# What to do
Copy out each line of the listing that has the word "every" in it.

# Record set
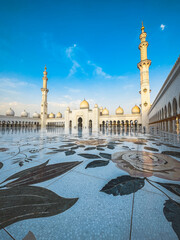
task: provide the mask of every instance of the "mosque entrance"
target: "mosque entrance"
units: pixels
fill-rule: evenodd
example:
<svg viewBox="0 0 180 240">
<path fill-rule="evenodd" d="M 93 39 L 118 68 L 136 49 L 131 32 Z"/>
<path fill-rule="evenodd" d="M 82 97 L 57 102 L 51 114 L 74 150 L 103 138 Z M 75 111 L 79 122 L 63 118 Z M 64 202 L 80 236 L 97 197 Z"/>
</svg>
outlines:
<svg viewBox="0 0 180 240">
<path fill-rule="evenodd" d="M 78 128 L 82 128 L 82 122 L 83 122 L 82 118 L 81 117 L 78 118 Z"/>
</svg>

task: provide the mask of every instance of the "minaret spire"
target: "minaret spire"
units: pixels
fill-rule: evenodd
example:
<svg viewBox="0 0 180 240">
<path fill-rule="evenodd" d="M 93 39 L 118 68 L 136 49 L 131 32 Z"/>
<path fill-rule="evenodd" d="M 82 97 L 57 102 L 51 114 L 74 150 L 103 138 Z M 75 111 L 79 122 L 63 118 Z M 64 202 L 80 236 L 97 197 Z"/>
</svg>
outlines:
<svg viewBox="0 0 180 240">
<path fill-rule="evenodd" d="M 41 126 L 46 126 L 46 119 L 47 119 L 47 93 L 49 90 L 47 89 L 47 67 L 45 65 L 44 72 L 43 72 L 43 88 L 41 88 L 42 92 L 42 101 L 41 101 Z"/>
<path fill-rule="evenodd" d="M 141 43 L 139 44 L 139 50 L 141 52 L 141 61 L 137 67 L 140 70 L 141 79 L 141 114 L 142 114 L 142 127 L 148 128 L 149 118 L 148 112 L 150 109 L 150 86 L 149 86 L 149 67 L 151 60 L 147 58 L 148 42 L 146 41 L 147 33 L 144 31 L 144 25 L 142 22 L 141 34 L 139 36 Z"/>
<path fill-rule="evenodd" d="M 142 28 L 144 29 L 144 24 L 143 24 L 143 21 L 142 21 L 142 27 L 141 27 L 141 30 L 142 30 Z"/>
</svg>

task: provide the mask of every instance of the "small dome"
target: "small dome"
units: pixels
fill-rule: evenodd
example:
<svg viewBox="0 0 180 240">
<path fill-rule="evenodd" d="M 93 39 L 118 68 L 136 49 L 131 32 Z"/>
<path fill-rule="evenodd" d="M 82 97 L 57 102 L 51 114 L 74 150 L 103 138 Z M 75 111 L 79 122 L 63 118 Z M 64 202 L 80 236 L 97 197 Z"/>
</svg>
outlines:
<svg viewBox="0 0 180 240">
<path fill-rule="evenodd" d="M 26 112 L 26 110 L 24 110 L 24 111 L 21 113 L 21 117 L 28 117 L 28 113 Z"/>
<path fill-rule="evenodd" d="M 70 111 L 70 108 L 69 108 L 69 107 L 67 107 L 67 108 L 66 108 L 66 111 Z"/>
<path fill-rule="evenodd" d="M 89 103 L 85 99 L 81 102 L 80 109 L 89 109 Z"/>
<path fill-rule="evenodd" d="M 100 107 L 99 109 L 102 111 L 102 110 L 103 110 L 103 107 Z"/>
<path fill-rule="evenodd" d="M 122 115 L 124 114 L 124 110 L 119 106 L 117 109 L 116 109 L 116 115 Z"/>
<path fill-rule="evenodd" d="M 58 112 L 58 113 L 56 114 L 56 117 L 57 117 L 57 118 L 62 118 L 62 113 Z"/>
<path fill-rule="evenodd" d="M 137 105 L 135 105 L 132 108 L 131 112 L 132 112 L 132 114 L 140 114 L 141 110 L 140 110 L 140 108 Z"/>
<path fill-rule="evenodd" d="M 49 118 L 55 118 L 54 113 L 50 113 L 50 114 L 49 114 Z"/>
<path fill-rule="evenodd" d="M 107 108 L 103 109 L 102 115 L 109 115 L 109 111 L 107 110 Z"/>
<path fill-rule="evenodd" d="M 33 118 L 40 118 L 40 114 L 37 112 L 33 113 Z"/>
<path fill-rule="evenodd" d="M 11 116 L 11 117 L 13 117 L 15 115 L 15 112 L 11 109 L 11 108 L 9 108 L 8 110 L 7 110 L 7 112 L 6 112 L 6 116 Z"/>
<path fill-rule="evenodd" d="M 94 107 L 95 107 L 95 108 L 98 108 L 98 105 L 97 105 L 97 104 L 95 104 L 95 105 L 94 105 Z"/>
</svg>

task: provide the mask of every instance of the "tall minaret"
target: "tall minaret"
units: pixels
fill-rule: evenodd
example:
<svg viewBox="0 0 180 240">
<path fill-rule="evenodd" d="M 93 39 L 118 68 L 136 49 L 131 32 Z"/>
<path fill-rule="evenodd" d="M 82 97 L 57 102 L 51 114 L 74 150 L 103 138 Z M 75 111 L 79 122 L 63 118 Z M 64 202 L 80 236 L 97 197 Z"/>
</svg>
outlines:
<svg viewBox="0 0 180 240">
<path fill-rule="evenodd" d="M 139 50 L 141 52 L 141 61 L 138 63 L 137 67 L 140 70 L 141 79 L 141 114 L 142 114 L 142 129 L 145 127 L 148 131 L 149 118 L 148 112 L 150 109 L 150 87 L 149 87 L 149 67 L 151 65 L 151 60 L 147 59 L 147 47 L 148 42 L 146 41 L 146 32 L 144 31 L 144 26 L 142 22 L 141 34 L 139 36 L 141 43 L 139 44 Z"/>
<path fill-rule="evenodd" d="M 43 76 L 43 88 L 41 88 L 42 92 L 42 101 L 41 101 L 41 126 L 45 127 L 46 126 L 46 119 L 47 119 L 47 93 L 49 90 L 47 89 L 47 71 L 46 71 L 46 66 L 44 68 L 44 76 Z"/>
</svg>

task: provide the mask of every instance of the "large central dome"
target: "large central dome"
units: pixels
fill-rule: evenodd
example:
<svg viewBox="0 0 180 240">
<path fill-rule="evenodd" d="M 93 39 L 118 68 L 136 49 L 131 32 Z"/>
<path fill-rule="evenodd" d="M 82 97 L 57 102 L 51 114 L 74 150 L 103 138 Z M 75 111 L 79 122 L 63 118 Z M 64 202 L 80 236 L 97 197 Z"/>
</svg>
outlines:
<svg viewBox="0 0 180 240">
<path fill-rule="evenodd" d="M 85 99 L 81 102 L 80 109 L 89 109 L 89 103 Z"/>
</svg>

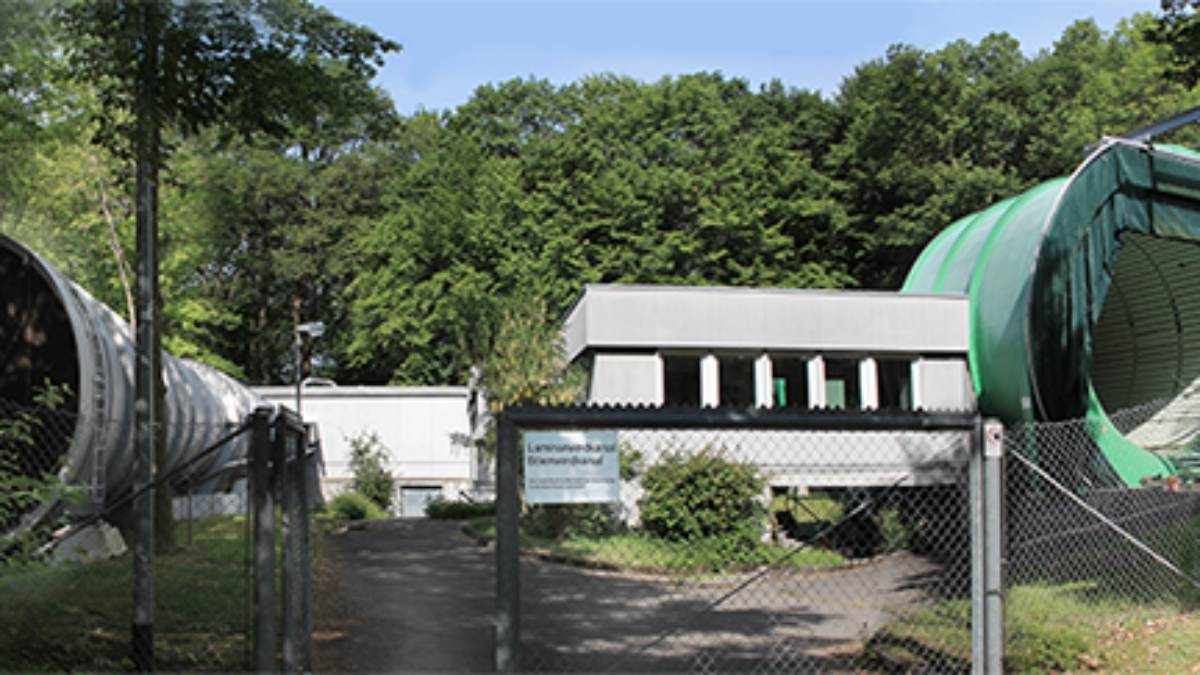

# Response to the exercise
task: provide the mask of every instance of the "mosque entrance"
task: provide the mask of every instance of the "minaret spire"
task: provide the mask of every instance of the "small dome"
task: provide the mask of every instance of the "tall minaret"
task: provide the mask of every instance of the "large central dome"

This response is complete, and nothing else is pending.